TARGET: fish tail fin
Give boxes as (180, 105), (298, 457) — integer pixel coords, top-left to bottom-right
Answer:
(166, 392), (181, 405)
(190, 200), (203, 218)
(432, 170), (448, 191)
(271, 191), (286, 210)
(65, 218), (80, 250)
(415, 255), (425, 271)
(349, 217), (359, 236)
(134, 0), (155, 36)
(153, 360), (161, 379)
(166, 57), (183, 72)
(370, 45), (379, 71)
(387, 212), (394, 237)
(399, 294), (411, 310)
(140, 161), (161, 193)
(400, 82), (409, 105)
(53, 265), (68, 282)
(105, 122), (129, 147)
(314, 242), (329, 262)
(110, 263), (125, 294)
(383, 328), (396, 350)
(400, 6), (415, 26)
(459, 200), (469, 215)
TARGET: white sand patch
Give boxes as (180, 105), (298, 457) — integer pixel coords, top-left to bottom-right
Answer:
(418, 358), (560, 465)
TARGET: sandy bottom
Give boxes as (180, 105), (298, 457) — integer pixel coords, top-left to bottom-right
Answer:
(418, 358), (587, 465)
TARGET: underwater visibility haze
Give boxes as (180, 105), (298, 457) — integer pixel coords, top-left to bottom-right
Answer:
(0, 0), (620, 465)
● ● ●
> **Task**: Quote the material word for word, from its first line through the line that contains "(418, 358), (587, 465)", including both of those lines.

> **Correct output**:
TARGET: fish tail fin
Give boxes as (180, 105), (298, 457) — integer pixel coords, top-left to bottom-right
Answer:
(166, 392), (181, 405)
(190, 200), (203, 218)
(432, 170), (448, 191)
(271, 191), (286, 210)
(65, 218), (80, 250)
(415, 255), (425, 271)
(349, 217), (359, 236)
(134, 0), (155, 36)
(153, 360), (161, 379)
(166, 57), (183, 72)
(370, 45), (379, 71)
(387, 212), (394, 237)
(399, 294), (411, 310)
(140, 161), (161, 193)
(400, 82), (409, 105)
(53, 265), (68, 282)
(105, 122), (129, 147)
(314, 242), (329, 262)
(110, 263), (125, 294)
(383, 328), (396, 350)
(400, 6), (415, 26)
(459, 200), (469, 215)
TARGET: white sand patch
Give boxes as (180, 105), (298, 457) — integer pixel coords, top-left to bottom-right
Answer:
(418, 358), (560, 465)
TARGET: sandy bottom
Give boxes as (180, 105), (298, 457) — integer pixel coords, top-left to bottom-right
Answer:
(418, 358), (587, 465)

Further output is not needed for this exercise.